*** Data to process ***

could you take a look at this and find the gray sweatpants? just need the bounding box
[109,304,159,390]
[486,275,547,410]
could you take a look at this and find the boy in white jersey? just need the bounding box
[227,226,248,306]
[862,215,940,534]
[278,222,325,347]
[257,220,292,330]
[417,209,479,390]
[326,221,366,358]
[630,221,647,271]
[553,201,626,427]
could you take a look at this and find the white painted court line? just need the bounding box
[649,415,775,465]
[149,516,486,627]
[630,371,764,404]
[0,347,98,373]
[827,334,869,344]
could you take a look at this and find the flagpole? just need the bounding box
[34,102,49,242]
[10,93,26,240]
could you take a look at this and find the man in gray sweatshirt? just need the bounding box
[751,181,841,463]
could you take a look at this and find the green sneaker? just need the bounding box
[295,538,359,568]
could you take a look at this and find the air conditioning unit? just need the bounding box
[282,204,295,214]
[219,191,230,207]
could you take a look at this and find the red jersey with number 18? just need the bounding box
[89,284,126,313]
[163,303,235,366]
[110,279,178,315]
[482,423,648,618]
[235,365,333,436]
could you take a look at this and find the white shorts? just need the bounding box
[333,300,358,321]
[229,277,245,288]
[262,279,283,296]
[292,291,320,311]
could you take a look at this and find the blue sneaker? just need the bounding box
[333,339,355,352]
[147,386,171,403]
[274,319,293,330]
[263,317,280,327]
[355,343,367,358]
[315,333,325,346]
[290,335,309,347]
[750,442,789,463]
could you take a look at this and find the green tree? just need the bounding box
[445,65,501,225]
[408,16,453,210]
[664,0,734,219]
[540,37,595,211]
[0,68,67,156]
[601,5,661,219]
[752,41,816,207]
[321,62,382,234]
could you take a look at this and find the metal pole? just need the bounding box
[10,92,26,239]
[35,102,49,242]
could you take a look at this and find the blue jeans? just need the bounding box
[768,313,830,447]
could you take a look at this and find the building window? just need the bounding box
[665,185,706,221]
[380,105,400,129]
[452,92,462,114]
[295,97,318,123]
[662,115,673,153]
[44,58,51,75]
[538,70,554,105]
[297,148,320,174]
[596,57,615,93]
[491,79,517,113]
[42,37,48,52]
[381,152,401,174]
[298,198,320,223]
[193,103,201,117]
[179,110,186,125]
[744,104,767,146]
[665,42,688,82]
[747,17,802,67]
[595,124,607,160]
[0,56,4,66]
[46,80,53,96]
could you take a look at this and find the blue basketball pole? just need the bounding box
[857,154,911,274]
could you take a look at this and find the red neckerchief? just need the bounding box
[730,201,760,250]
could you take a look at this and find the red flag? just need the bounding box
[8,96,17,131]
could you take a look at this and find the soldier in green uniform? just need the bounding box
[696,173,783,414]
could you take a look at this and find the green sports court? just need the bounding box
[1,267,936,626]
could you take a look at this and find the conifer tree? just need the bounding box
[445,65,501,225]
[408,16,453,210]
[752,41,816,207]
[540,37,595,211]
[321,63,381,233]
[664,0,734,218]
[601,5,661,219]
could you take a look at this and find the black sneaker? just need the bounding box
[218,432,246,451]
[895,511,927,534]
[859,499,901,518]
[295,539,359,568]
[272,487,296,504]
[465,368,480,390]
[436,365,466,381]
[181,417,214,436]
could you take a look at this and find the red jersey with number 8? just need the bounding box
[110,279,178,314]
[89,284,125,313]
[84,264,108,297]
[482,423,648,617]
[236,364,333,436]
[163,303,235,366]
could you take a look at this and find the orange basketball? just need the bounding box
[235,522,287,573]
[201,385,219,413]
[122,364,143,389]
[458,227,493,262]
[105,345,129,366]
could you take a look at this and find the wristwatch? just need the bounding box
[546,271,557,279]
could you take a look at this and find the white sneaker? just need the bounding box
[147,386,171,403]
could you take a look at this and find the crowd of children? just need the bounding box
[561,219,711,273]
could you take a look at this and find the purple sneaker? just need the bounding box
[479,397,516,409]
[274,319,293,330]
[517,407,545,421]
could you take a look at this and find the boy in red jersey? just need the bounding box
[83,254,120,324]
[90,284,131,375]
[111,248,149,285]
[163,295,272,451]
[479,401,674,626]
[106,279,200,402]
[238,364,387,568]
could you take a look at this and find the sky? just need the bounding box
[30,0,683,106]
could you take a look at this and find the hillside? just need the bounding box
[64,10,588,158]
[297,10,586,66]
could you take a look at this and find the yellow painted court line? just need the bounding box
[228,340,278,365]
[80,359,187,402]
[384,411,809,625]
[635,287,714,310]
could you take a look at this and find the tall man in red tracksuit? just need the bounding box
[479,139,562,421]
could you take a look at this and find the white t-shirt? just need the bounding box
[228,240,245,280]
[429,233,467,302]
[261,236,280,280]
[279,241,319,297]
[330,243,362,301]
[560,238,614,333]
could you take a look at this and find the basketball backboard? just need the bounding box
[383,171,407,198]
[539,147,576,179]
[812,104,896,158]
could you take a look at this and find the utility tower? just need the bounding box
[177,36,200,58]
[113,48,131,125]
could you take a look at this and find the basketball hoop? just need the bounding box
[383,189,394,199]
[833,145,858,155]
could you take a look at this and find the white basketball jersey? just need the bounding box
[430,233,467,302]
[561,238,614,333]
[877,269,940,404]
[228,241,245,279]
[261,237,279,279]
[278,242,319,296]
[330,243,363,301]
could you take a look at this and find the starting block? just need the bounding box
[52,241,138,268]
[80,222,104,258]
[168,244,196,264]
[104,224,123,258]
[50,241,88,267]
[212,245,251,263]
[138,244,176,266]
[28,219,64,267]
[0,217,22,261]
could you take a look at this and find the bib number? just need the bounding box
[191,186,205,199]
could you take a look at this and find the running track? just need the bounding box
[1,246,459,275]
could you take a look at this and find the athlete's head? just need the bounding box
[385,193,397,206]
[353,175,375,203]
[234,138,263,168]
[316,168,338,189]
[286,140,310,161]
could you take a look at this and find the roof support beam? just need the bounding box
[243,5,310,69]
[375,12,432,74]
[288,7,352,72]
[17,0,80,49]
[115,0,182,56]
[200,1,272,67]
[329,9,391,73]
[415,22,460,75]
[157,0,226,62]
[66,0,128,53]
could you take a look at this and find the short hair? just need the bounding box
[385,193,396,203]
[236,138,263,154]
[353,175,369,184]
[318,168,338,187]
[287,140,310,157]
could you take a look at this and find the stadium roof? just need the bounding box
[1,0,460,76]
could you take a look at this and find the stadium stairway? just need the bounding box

***

Exercise requirements:
Transcribe the whole listing exactly.

Response area:
could you take a look at this and find the gray sweatpants? just need the bounding box
[109,304,159,390]
[486,275,547,410]
could you take a look at this and find the boy in white jersey? just need the bounding box
[227,226,248,306]
[862,215,940,534]
[278,222,325,347]
[257,220,292,330]
[417,209,479,390]
[326,221,366,358]
[630,221,647,271]
[553,201,626,427]
could you take a look at this and find the white painted court line? just need the bounding box
[649,415,775,465]
[149,516,486,627]
[630,371,764,404]
[0,347,98,373]
[827,334,869,344]
could you take a look at this and find the flagpole? just need the bounding box
[34,102,49,242]
[10,93,26,240]
could you take a look at this and find the man in gray sweatshirt? just need the bounding box
[751,181,841,463]
could you take a look at this and find the green sneaker? just need the bounding box
[295,538,359,568]
could you take a look at this and find the air conditioning unit? just need the bounding box
[282,204,295,214]
[219,191,230,207]
could you take a look at this and find the red jersey with number 18? just need the bounding box
[89,284,126,313]
[163,303,235,366]
[110,279,178,315]
[482,423,648,618]
[235,365,333,436]
could you take a look at this and find the white shorts? just need the bounding box
[333,300,358,321]
[229,277,245,288]
[262,279,283,296]
[292,291,320,311]
could you take a look at this and find the blue sneaker? just need the bounding box
[333,339,355,352]
[147,386,171,403]
[274,319,293,330]
[263,317,280,327]
[355,343,367,358]
[315,333,325,346]
[290,335,309,347]
[750,442,789,463]
could you take a look at this and find the green tree? just need the bounding box
[445,65,501,225]
[408,16,453,210]
[664,0,734,219]
[540,37,595,211]
[0,68,67,156]
[601,5,661,219]
[752,41,816,207]
[321,62,382,234]
could you take a look at this and find the metal pole? just need the bounding box
[10,92,26,239]
[35,102,49,242]
could you take a look at this and find the blue jeans? just need the bounding box
[768,313,830,447]
could you take a look at this and find the building window? just need the bounding box
[665,185,706,221]
[380,105,400,129]
[452,92,462,114]
[295,97,318,123]
[662,115,673,153]
[44,58,51,75]
[538,70,554,105]
[297,148,320,174]
[596,57,615,93]
[491,79,517,113]
[42,37,48,52]
[381,152,401,174]
[298,198,320,223]
[193,103,201,117]
[179,110,186,125]
[744,104,767,146]
[665,42,688,82]
[747,17,802,67]
[595,124,607,160]
[0,56,4,66]
[46,80,53,96]
could you take a look at this and find the blue basketball pole? just need the bounding box
[857,154,911,274]
could you take a look at this and find the red neckerchief? just need the bounding box
[730,201,760,250]
could you take a look at this and find the red flag? just need the bounding box
[8,96,17,131]
could you take a look at this and find the soldier in green uniform? just need the bounding box
[696,173,783,414]
could you take a look at this and find the green sports court? just need the bounding box
[1,267,936,626]
could you take a look at this and find the conifer tree? just need the bounding box
[445,65,501,225]
[408,16,453,210]
[752,41,816,207]
[540,37,595,211]
[321,63,381,233]
[664,0,734,218]
[601,5,661,219]
could you take a look at this and find the black sneaker? just need the bounding box
[218,432,246,451]
[895,511,927,534]
[859,499,901,518]
[295,539,359,568]
[272,487,296,504]
[465,368,480,390]
[436,365,466,381]
[181,417,214,436]
could you take a look at this and find the red jersey with number 8? just need the bounding box
[110,279,178,314]
[89,284,125,313]
[84,264,108,297]
[482,423,648,617]
[236,364,333,436]
[163,303,235,366]
could you take a look at this and find the orange basketball? just need the bounding box
[235,522,287,573]
[201,385,219,413]
[122,364,143,389]
[458,227,493,262]
[105,345,129,366]
could you take a look at this and find the wristwatch? just need the bounding box
[546,271,557,279]
could you take a look at this and find the white sneaker? just need the bounding box
[147,386,171,403]
could you take a look at this and find the crowd of children? just need the bounding box
[561,219,711,273]
could you take a look at this and find the purple sneaker? just need the bounding box
[479,397,516,409]
[274,319,293,330]
[517,407,545,421]
could you take a look at this and find the boy in red jersey? just need the bounding box
[83,254,120,324]
[90,284,131,375]
[111,248,149,285]
[163,295,272,451]
[479,401,674,626]
[106,279,200,402]
[238,364,387,568]
could you take a look at this and find the sky? just need the bounding box
[30,0,683,106]
could you take a look at this and find the hillside? just need the bounding box
[64,10,588,158]
[297,10,586,66]
could you take a look at this and find the yellow painted court line? just need the bounding box
[228,340,278,365]
[80,359,187,402]
[384,411,809,625]
[635,287,714,310]
could you take a look at this and find the tall man in red tracksuit? just need the bounding box
[479,139,562,421]
could you take a look at this and find the white t-shirt? just need the bounding box
[228,240,245,280]
[429,233,467,302]
[261,236,280,280]
[279,241,319,297]
[330,243,362,301]
[560,238,614,333]
could you take a look at this and find the basketball backboard? just need the bounding box
[383,171,407,198]
[539,147,576,179]
[812,104,896,158]
could you take a look at this and find the utility tower? just need the bounding box
[177,36,200,58]
[113,48,131,125]
could you take a look at this and find the basketball hoop? just need the bounding box
[383,189,394,199]
[833,145,858,155]
could you take a look at this and find the white basketball jersey? just need the bounding box
[430,233,467,302]
[561,238,614,333]
[877,269,940,404]
[228,241,245,279]
[261,237,279,279]
[278,242,319,296]
[330,243,363,301]
could you take a look at this and find the starting block? just need the bounding box
[52,241,138,268]
[80,222,104,258]
[168,244,196,264]
[104,224,123,258]
[50,241,88,267]
[212,245,251,263]
[138,244,176,266]
[28,219,64,267]
[0,217,22,261]
could you take a look at this and find the bib number? just need the bounding box
[191,186,205,199]
could you take a look at this and find the running track? just need the bounding box
[1,246,459,275]
could you take a look at this and find the athlete's head? just need the bounding box
[385,193,397,206]
[353,175,375,203]
[234,138,263,168]
[316,168,338,189]
[286,140,310,161]
could you take a look at this and find the roof support beam? just need the bounding box
[243,5,310,69]
[375,12,432,74]
[288,7,352,72]
[17,0,80,49]
[115,0,182,56]
[200,1,272,67]
[329,9,391,73]
[415,22,460,75]
[157,0,226,62]
[66,0,128,53]
could you take a look at this and find the short hair? just need the bounding box
[385,193,396,203]
[236,138,263,154]
[353,175,369,184]
[318,168,338,187]
[287,140,310,157]
could you take a look at this and find the stadium roof? just need the bounding box
[1,0,460,76]
could you take a look at this and find the stadium stairway? just need the bounding box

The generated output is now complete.